El Sáhara sigue quebrando la identidad africana


A Brenda Gill, profesora de la Universidad Estatal de Alabama y coautora de Pan-africanism in modern times (Lexington Books), no deja de sorprenderle. Cuando en sus investigaciones aborda el continente africano en conjunto —desde la costa mediterránea hasta el cabo de las Agujas, en Sudáfrica— suele topar con el mismo desconcierto: “Académicos y políticos subsaharianos no entienden por qué incluyo, por ejemplo, a Libia; me dicen que allí son árabes, no africanos”.

Una adjudicación automática de identidades que conoce de primera mano Hanae Bezad, activista marroquí y fundadora de Douar Tech, una plataforma de inclusión digital. En sus reuniones con otros colaboradores de Smart Africa (ambicioso programa de innovación tecnológica), siempre es la única norafricana en la sala. “Hace un par de semanas, hablando con alguien de Nigeria, me preguntó si estaba familiarizada con África [su gesto de incredulidad resulta ostensible incluso por videoconferencia]. Le dije, muy seria, que yo era tan africana como él. Acabó disculpándose”, relata.

Las anécdotas de Gill y Bezad ejemplifican la brecha identitaria que divide al continente. Generalizando, entre las áfricas negra y árabe. Una fractura gestada a fuego lento, nutrida en parte por la aridez extrema del Sáhara y con un innegable componente racial. Ali Mazrui, insigne académico keniano fallecido en 2014, categorizó hace décadas dos tipos de panafricanismo. Entendido el término en su acepción menos rigurosa, como mero sentimiento de pertenencia entre individuos con una raíz común. Sin contemplar necesariamente la aspiración de unidad política.

Para Mazrui, el panafricanismo subsahariano es coto exclusivo de los pueblos negros, mientras que el transahariano acoge sin resquemores al norte del continente. Este último, escribió el keniano en su obra Africa´s International Relations (Routledge), “mira al gran desierto como un puente simbólico y no como una división, como una ruta de caravanas en lugar de una trampa mortal”.

▸ **Listado**
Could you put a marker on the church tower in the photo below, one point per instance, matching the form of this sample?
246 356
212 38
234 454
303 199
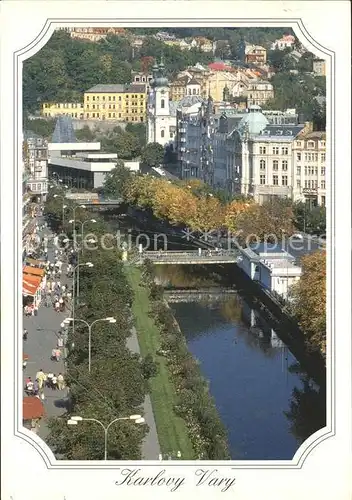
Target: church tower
159 119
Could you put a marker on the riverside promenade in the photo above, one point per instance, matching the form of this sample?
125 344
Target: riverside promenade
42 338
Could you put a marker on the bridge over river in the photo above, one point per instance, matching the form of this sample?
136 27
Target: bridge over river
191 257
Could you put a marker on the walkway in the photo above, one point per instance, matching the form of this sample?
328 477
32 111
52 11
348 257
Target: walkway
42 338
150 445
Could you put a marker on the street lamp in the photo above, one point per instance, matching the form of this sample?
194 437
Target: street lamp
87 264
72 221
137 419
109 319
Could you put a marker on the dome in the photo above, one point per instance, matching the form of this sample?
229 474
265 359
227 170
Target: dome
254 120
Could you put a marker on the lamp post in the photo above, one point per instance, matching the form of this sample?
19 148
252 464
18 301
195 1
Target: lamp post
137 419
72 221
109 319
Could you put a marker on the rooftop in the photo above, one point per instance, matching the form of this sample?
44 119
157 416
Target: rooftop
64 131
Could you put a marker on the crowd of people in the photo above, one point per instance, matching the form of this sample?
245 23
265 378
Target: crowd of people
54 293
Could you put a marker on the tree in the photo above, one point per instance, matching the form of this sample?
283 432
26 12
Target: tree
41 127
309 299
152 154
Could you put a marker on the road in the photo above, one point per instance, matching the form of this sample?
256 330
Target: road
150 445
42 338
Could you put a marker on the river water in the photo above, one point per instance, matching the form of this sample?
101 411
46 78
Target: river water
266 401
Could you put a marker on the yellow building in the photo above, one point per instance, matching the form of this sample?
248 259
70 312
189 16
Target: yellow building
72 109
126 103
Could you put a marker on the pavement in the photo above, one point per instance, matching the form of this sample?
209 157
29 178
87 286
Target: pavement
150 445
42 338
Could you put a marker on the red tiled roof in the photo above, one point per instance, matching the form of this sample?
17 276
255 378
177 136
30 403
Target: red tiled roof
32 408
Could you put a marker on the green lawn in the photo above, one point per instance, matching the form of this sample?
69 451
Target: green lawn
172 430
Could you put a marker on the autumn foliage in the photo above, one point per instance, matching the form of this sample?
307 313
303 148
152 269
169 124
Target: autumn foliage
191 203
309 296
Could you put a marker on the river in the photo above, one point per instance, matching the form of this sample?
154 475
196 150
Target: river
266 401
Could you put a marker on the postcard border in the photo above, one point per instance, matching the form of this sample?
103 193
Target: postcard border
329 431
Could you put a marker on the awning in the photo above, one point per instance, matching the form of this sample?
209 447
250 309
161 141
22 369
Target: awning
30 284
33 271
32 408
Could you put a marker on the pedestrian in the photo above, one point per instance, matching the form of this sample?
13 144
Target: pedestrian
41 377
60 382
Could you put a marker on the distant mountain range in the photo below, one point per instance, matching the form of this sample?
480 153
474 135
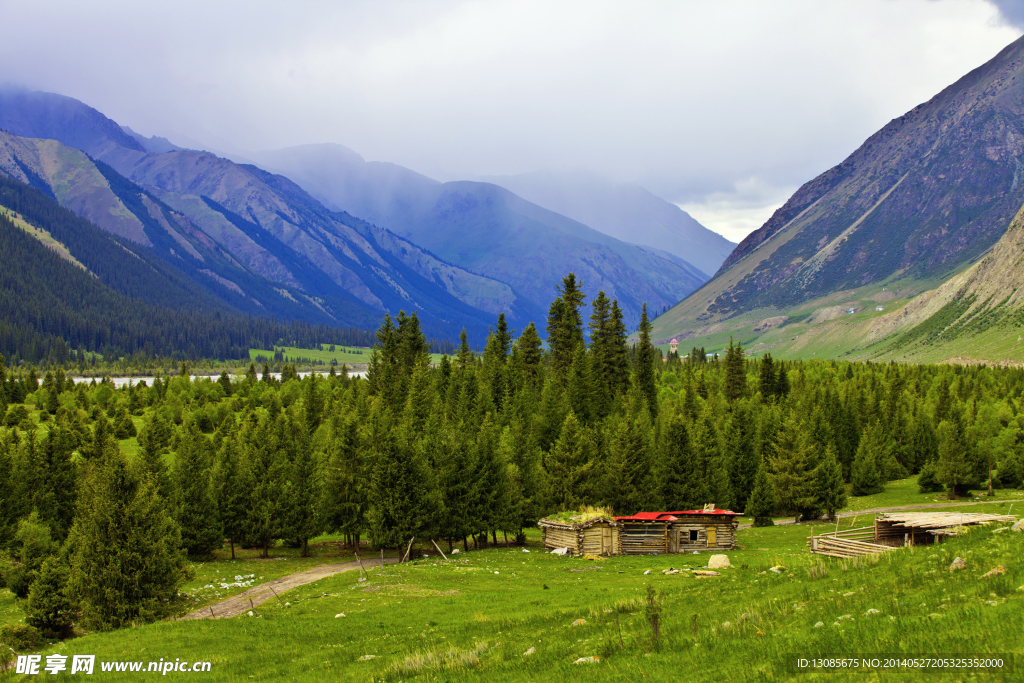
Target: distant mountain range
918 203
625 211
487 229
458 253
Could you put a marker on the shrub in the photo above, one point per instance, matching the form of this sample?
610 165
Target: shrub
20 637
49 609
928 481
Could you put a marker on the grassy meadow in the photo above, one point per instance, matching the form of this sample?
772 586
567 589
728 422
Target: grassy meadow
474 616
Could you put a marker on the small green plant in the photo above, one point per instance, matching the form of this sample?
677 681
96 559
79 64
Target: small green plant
20 637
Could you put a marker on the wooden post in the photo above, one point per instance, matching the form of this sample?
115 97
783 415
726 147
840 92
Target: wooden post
409 549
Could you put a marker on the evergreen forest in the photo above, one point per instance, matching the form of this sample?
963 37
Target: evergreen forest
470 451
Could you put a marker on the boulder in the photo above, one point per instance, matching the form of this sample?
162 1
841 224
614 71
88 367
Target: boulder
719 562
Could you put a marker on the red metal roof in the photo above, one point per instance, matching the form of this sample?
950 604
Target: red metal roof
716 511
648 517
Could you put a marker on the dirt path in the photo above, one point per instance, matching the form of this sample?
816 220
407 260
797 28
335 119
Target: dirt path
259 594
871 511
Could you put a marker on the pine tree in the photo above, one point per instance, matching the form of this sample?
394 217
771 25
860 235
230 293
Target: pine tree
48 608
676 470
865 474
766 377
124 550
761 505
267 470
195 508
644 372
829 489
303 515
569 467
788 465
735 373
231 488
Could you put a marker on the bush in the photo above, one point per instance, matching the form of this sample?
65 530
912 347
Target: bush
19 580
928 479
20 637
49 609
15 416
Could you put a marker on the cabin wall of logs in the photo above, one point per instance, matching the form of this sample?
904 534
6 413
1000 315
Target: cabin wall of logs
647 534
596 537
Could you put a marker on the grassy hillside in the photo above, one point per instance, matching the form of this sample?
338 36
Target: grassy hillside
475 616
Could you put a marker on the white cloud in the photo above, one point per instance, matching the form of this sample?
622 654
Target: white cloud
688 97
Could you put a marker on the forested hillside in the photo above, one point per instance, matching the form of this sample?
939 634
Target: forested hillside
118 300
473 450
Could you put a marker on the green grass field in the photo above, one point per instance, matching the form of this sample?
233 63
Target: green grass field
475 616
349 355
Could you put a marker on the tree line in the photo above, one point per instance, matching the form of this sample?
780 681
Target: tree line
470 451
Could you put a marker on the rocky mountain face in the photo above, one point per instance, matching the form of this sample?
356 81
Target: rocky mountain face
926 195
255 239
624 211
488 229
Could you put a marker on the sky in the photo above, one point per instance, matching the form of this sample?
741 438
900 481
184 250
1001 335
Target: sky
722 108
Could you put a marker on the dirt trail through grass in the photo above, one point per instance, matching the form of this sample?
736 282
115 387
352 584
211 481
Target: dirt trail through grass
258 594
897 508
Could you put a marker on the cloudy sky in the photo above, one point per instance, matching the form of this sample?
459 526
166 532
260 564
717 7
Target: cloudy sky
723 108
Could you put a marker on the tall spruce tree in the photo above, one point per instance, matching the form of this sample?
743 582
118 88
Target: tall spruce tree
124 550
195 507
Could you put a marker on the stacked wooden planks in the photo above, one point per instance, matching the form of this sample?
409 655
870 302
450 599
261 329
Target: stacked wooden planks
834 546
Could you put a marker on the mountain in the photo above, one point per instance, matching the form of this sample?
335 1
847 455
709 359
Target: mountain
913 205
624 211
487 229
69 287
254 239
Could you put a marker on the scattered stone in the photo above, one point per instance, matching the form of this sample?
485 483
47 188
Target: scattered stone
719 562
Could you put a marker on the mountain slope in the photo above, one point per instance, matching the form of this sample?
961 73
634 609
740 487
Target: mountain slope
625 211
487 229
257 241
922 198
68 287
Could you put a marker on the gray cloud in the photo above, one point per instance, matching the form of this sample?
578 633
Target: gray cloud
709 104
1012 11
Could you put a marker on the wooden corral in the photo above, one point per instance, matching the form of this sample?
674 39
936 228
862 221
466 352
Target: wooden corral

▸ **Objetivos**
(a) Responde con los datos del texto sobre el Sáhara y la identidad africana:
(i) ¿En qué universidad enseña Brenda Gill?
(ii) ¿Qué plataforma fundó Hanae Bezad?
(iii) ¿En qué año murió Ali Mazrui?
(b) ¿Puedes resumir en menos palabras el párrafo del texto sobre el Sáhara y la identidad africana que empieza con "Las anécdotas de Gill y Bezad" sin perder sus datos principales?
(c) ¿Podrías continuar el texto sobre el Sáhara y la identidad africana a partir de su última oración?

▸ **Resultados en orden**
(a)
(i) En la Universidad Estatal de Alabama.
(ii) Douar Tech, una plataforma de inclusión digital.
(iii) En 2014.

(b) Las anécdotas de Gill y Bezad reflejan la brecha identitaria del continente, a grandes rasgos entre el África negra y el África árabe. Esta fractura se formó lentamente, se alimentó en parte de la aridez del Sáhara y tiene un claro componente racial. Hace décadas, el académico keniano Ali Mazrui, fallecido en 2014, distinguió dos tipos de panafricanismo. Lo entendía como un sentimiento de pertenencia entre personas de raíz común, sin que implicara necesariamente una aspiración a la unidad política.

(c)
Antumi Toasijé no se siente cómodo con los vocablos que, de forma implícita, proyectan un Sáhara como frontera natural infranqueable que separa inmensos colectivos más o menos homogéneos. No le gustan porque sugieren bloques uniformes y esquivan la tremenda diversidad del continente. Entre medias de esa suerte de monolitos étnicos, dormiría –según está visión– un vacío perenne, una tierra de nadie sin rastro de intercambio cultural o movimientos demográficos. “Pocos saben que el noroeste de África era, hasta los siglos XVI y XVII, mayoritariamente negro”, explica este panafricanista declarado, actual presidente del Consejo para la Eliminación de la Discriminación Racial o Étnica (CEDRE), dependiente del Ministerio de Igualdad.

El autor de Pan-africanism: a history (Bloomsbury Publishing), Hakim Adi, deja traslucir un cierto hartazgo –con forma de mueca irónica– ante la idea de un Sáhara divisorio: “Es absurdo, diferentes pueblos llevan cruzándolo en los últimos 10.000 años”. Toasijé añade que incluir a todo el África negra bajo la etiqueta subsahariana obvia datos básicos. Países así considerados (Chad, Malí…) poseen, recuerda Toasijé, enormes extensiones en el mayor desierto cálido del mundo.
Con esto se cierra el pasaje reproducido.